### Activity
Please retype all of the records below word for word, leaving out any pictures.

### Data to use
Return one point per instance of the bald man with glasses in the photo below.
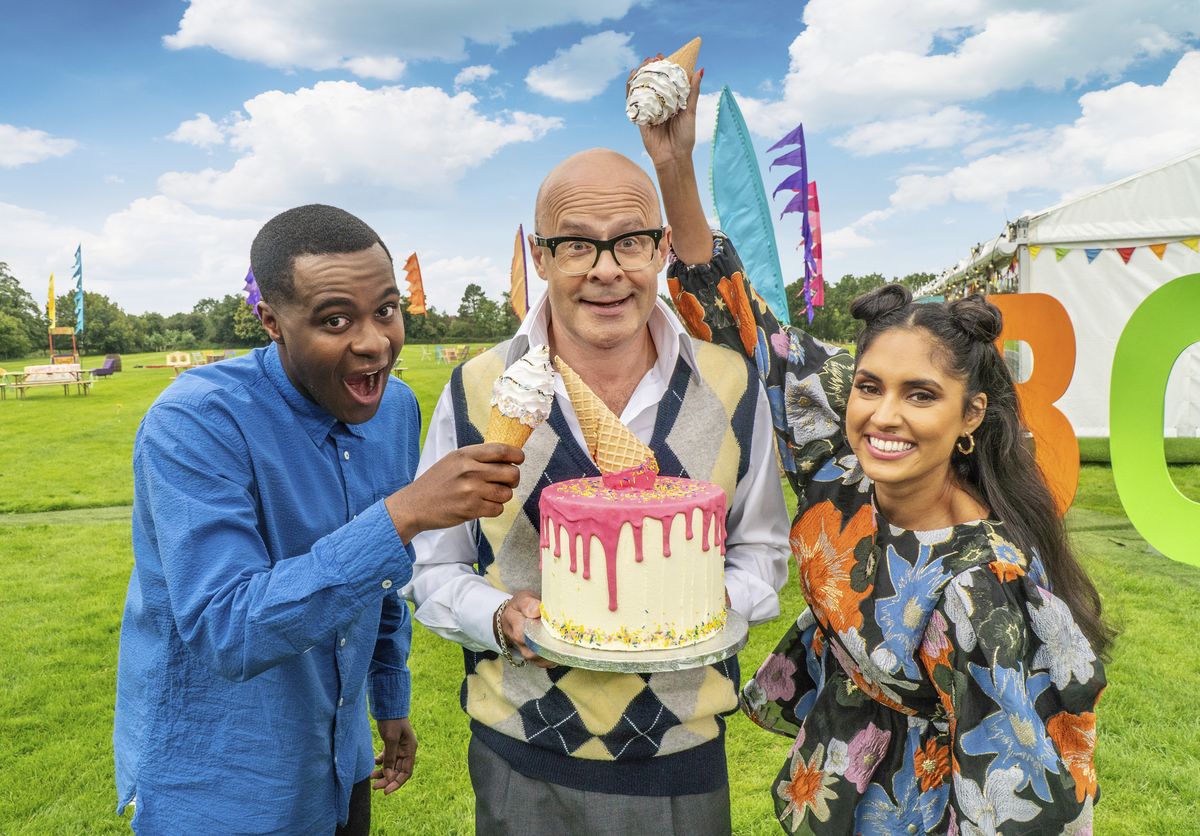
(556, 750)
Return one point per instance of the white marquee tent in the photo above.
(1073, 252)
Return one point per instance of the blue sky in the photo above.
(162, 134)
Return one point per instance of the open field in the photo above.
(65, 559)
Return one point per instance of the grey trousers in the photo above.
(508, 804)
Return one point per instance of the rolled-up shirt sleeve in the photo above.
(233, 607)
(756, 546)
(451, 599)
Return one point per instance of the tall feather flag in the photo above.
(78, 277)
(805, 202)
(252, 293)
(519, 293)
(741, 203)
(415, 287)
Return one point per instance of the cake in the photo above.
(630, 559)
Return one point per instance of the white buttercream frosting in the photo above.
(658, 91)
(526, 390)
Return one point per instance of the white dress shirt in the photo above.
(457, 603)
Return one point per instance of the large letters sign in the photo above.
(1153, 338)
(1042, 322)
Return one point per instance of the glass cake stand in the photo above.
(731, 638)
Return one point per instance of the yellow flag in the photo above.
(415, 286)
(519, 294)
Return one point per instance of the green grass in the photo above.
(63, 579)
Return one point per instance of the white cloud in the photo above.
(867, 60)
(1120, 131)
(370, 37)
(155, 254)
(468, 76)
(22, 146)
(201, 131)
(943, 128)
(315, 143)
(583, 70)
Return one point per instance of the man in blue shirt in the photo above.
(274, 504)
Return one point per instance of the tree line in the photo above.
(229, 323)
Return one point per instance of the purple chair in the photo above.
(106, 370)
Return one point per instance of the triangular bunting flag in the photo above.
(519, 292)
(415, 286)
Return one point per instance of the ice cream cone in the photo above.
(611, 444)
(685, 55)
(507, 429)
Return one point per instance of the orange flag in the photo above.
(415, 288)
(519, 294)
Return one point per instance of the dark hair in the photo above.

### Response area
Return one point per instance of the bald man with glasses in the photo below.
(556, 750)
Return one point per instance of the white marquee tent in the photo above.
(1073, 252)
Return one point per instance of the blue sky in the photo above.
(162, 134)
Return one point per instance of the open field in the photo above.
(65, 559)
Return one point per instance of the grey trousers in the photo above.
(508, 804)
Return one point per instance of the rolled-up shirt sleeve in the photo above.
(233, 607)
(756, 546)
(451, 599)
Return one point per instance of the tall feather flag in the photo above.
(78, 277)
(805, 202)
(252, 293)
(519, 293)
(741, 203)
(415, 287)
Return one point per instance of the cake in the photo above.
(630, 559)
Return one point per instance of the white buttercream frosting in the photo above.
(658, 91)
(526, 390)
Return one point per instance of the white dress shirt in the photo above.
(457, 603)
Return one point per instance of the large letters sign in the photo above.
(1153, 338)
(1042, 322)
Return one point per instance of the glass cake stand in the photo above.
(731, 638)
Return one point per instance of the yellow flag in the photo above.
(415, 286)
(519, 294)
Return one point per instance of the green grass in the photo above.
(63, 579)
Return one point per instance of the white cloud in the photo above.
(867, 60)
(1120, 131)
(370, 37)
(155, 254)
(468, 76)
(22, 146)
(201, 131)
(943, 128)
(315, 143)
(583, 70)
Return one point per instance of the man in blue shirt in the photo above.
(274, 504)
Return one point per instance of the tree line in the photo above.
(229, 323)
Return one point per instance of the purple chair in the photo above.
(106, 370)
Return one point per instance of the triangular bunting flag in the photo above.
(519, 292)
(415, 286)
Return one point per instance of the ice cream cone in the photo above.
(611, 444)
(685, 55)
(507, 429)
Return one point per instance of the orange flag in the photo above.
(415, 288)
(519, 294)
Return one point per instance of the dark hair in the photo above.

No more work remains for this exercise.